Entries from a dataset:
■ ■ ■

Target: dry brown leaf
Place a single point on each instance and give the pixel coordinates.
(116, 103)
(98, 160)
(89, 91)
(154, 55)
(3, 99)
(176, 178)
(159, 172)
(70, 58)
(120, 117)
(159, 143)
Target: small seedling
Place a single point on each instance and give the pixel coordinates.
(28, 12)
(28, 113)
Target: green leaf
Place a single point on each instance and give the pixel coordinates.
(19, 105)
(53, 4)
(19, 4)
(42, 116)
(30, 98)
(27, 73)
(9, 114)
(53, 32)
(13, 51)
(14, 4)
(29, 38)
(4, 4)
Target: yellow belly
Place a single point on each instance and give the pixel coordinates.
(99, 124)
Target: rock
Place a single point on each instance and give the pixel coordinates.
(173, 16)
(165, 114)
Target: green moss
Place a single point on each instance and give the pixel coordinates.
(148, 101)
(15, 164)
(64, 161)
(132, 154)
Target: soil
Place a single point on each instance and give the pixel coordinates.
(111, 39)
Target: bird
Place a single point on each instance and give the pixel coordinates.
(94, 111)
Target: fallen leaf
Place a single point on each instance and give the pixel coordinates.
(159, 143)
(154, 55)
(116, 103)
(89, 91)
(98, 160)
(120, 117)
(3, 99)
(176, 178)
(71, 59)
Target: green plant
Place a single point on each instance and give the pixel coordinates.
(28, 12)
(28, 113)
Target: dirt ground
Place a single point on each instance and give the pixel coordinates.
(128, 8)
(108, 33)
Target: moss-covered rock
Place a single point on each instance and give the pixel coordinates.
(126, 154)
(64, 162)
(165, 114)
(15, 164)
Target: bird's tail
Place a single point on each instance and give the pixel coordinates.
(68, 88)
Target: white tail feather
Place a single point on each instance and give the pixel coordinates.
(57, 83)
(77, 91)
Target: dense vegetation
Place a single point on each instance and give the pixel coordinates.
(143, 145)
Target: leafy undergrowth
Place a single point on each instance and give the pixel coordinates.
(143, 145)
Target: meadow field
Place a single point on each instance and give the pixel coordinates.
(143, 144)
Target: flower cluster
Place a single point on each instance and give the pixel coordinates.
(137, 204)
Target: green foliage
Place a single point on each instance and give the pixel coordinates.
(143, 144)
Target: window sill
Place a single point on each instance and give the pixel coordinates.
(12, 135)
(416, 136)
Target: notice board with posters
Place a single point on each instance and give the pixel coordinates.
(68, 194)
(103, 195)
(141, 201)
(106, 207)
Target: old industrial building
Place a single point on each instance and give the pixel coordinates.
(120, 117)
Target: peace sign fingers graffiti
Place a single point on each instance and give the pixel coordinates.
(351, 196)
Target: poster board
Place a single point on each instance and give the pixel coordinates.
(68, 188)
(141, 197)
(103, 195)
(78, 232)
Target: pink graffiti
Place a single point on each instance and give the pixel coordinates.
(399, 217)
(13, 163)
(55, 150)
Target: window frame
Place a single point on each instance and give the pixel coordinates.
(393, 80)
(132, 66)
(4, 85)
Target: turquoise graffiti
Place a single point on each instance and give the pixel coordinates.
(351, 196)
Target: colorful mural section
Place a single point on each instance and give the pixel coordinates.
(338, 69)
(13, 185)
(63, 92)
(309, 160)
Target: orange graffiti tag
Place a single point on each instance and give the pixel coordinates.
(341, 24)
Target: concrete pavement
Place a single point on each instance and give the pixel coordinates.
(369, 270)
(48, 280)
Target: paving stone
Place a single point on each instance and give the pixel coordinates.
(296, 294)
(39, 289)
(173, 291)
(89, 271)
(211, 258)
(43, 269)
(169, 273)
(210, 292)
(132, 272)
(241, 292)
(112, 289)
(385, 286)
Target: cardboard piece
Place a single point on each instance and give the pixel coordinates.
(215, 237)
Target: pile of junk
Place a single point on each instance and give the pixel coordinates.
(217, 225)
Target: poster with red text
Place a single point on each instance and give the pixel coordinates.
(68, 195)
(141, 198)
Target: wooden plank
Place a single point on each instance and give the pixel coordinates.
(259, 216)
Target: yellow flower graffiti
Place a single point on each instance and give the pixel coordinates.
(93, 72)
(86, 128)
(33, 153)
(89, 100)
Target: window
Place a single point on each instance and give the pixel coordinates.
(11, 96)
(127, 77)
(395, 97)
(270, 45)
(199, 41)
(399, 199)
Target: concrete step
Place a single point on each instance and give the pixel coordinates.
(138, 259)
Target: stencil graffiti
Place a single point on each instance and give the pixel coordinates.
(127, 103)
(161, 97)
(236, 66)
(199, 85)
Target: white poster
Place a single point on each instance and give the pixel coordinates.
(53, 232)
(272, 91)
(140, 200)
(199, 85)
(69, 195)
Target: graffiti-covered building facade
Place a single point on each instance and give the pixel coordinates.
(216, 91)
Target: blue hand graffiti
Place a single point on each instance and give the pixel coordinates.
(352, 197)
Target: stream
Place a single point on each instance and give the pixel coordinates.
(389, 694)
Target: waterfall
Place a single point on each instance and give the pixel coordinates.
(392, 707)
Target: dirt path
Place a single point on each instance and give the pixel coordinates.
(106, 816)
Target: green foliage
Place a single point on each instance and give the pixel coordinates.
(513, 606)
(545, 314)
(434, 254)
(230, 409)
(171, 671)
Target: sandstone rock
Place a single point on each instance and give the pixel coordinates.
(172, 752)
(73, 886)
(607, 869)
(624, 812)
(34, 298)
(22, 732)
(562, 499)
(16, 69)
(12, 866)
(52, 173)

■ ■ ■

WRITTEN REQUEST — Each record above should be restated word for word.

EXPECTED ANSWER —
Target: dry brown leaf
Place a single point on each instance and give the pixel coordinates.
(116, 103)
(98, 160)
(89, 91)
(154, 55)
(3, 99)
(176, 178)
(159, 172)
(70, 58)
(120, 117)
(159, 143)
Target: small seedling
Place a single point on each instance and give the pixel coordinates.
(28, 12)
(28, 113)
Target: green leaf
Place a single point on each instance and give the pixel coordinates.
(19, 105)
(53, 4)
(19, 4)
(42, 116)
(30, 98)
(27, 73)
(9, 114)
(53, 32)
(13, 51)
(14, 4)
(29, 38)
(4, 4)
Target: yellow belly
Place a single point on each instance and give the pixel coordinates.
(99, 124)
Target: rock
Place a single point on each instance and give the pixel coordinates.
(173, 16)
(165, 114)
Target: green moss
Place a single point on each instance and give the pixel coordinates.
(148, 101)
(15, 164)
(64, 161)
(132, 154)
Target: soil
Place a single point on each instance and give the pixel coordinates.
(111, 39)
Target: bird
Place a single point on each instance and give the pixel coordinates.
(94, 111)
Target: fallen leaf
Place a single point on each instance and give the pixel coordinates.
(159, 143)
(154, 55)
(116, 103)
(89, 91)
(98, 160)
(120, 117)
(3, 99)
(176, 178)
(71, 59)
Target: green plant
Place a single point on each instance and give the pixel coordinates.
(28, 12)
(28, 113)
Target: dirt ground
Place a single point on each instance and give the pixel coordinates.
(128, 8)
(108, 33)
Target: moss-covered rock
Place a single point on each instance and give the pixel coordinates.
(126, 154)
(64, 162)
(165, 114)
(15, 164)
Target: bird's tail
Place a single point on each instance and give the pixel coordinates.
(68, 88)
Target: white tail feather
Place a single point on each instance and give the pixel coordinates.
(57, 83)
(77, 91)
Target: dense vegetation
Place a single point on each instance and give the pixel coordinates.
(143, 145)
Target: leafy undergrowth
Place a single point on each instance and give the pixel coordinates.
(143, 145)
Target: meadow field
Place a single point on each instance and give the pixel coordinates.
(143, 144)
Target: flower cluster
Place a single point on each instance and give the pixel coordinates.
(137, 204)
Target: green foliage
Place a single point on each instance and give the pixel coordinates.
(143, 144)
Target: window sill
Place a single point on each instance and give the pixel coordinates.
(12, 135)
(416, 136)
Target: notice board with posters
Place a single point on each instance and give the pixel coordinates.
(68, 194)
(103, 195)
(141, 201)
(106, 207)
Target: old industrial building
Place a single point on each instance and give the pixel coordinates.
(120, 117)
Target: peace sign fingers graffiti
Place a single point on each instance and give the pixel coordinates.
(351, 196)
Target: poster board
Place a single point on each instance and give the pixel coordinates.
(68, 188)
(141, 197)
(103, 195)
(78, 232)
Target: pink graffiti
Place a single point on each instance and give the pixel coordinates.
(399, 217)
(13, 163)
(55, 150)
Target: window frame
Place a single point on each instance and give the pixel coordinates.
(393, 80)
(132, 66)
(4, 85)
Target: turquoise graffiti
Place a single point on each instance and give the pixel coordinates.
(351, 196)
Target: colorful mural section
Place a single point on each instance and give the pixel coordinates.
(338, 69)
(13, 185)
(63, 92)
(309, 160)
Target: orange graffiti tag
Place a single point on each instance and give the pixel coordinates.
(341, 24)
Target: concrete pavement
Place a single point on each instance and give the pixel coordinates.
(369, 270)
(48, 280)
Target: paving stone
Place a single point on each instance and give the pixel coordinates.
(296, 294)
(39, 289)
(173, 291)
(89, 271)
(211, 258)
(43, 269)
(169, 273)
(210, 292)
(132, 272)
(241, 292)
(112, 289)
(385, 286)
Target: cardboard piece
Place a single point on each instance and give the pixel coordinates.
(215, 237)
Target: pile of junk
Place a single point on each instance and give the pixel coordinates.
(217, 225)
Target: poster with red text
Place a single point on each instance and give the pixel coordinates.
(68, 195)
(141, 198)
Target: wooden plank
Place a single point on each instance and give the pixel coordinates.
(259, 216)
Target: yellow flower graffiti
Place a single point on each instance and give the pixel coordinates.
(93, 72)
(86, 128)
(33, 153)
(89, 100)
Target: window
Place a single point on each instance and give the pixel coordinates.
(11, 96)
(127, 77)
(395, 97)
(270, 45)
(199, 41)
(399, 199)
Target: concrete step
Place a single point on each instance and give the pixel coordinates.
(138, 259)
Target: stencil graffiti
Place a single point on each instance and give the pixel coordinates.
(127, 103)
(161, 97)
(236, 66)
(199, 85)
Target: white poster
Place a single point on each instance and give the pixel coordinates.
(53, 232)
(272, 91)
(140, 200)
(199, 85)
(69, 195)
Target: graffiti-covered building facade
Place a single point on each instance and give the pixel coordinates.
(216, 91)
Target: blue hand graffiti
Place a single point on each instance and give the pixel coordinates.
(352, 197)
Target: stream
Place a single point on each instance and give the pixel coordinates.
(389, 694)
Target: waterfall
Place a single point on each instance and give the pixel coordinates.
(392, 707)
Target: dirt path
Place a single point on each instance and give the pixel coordinates.
(106, 816)
Target: green foliage
Place a single point on each instance and give the pixel coordinates.
(513, 606)
(545, 314)
(434, 254)
(230, 409)
(171, 671)
Target: sandstone rock
Place a single point on each instance and give the pixel coordinates.
(172, 752)
(73, 886)
(607, 869)
(624, 812)
(34, 298)
(22, 732)
(562, 499)
(16, 69)
(12, 866)
(52, 173)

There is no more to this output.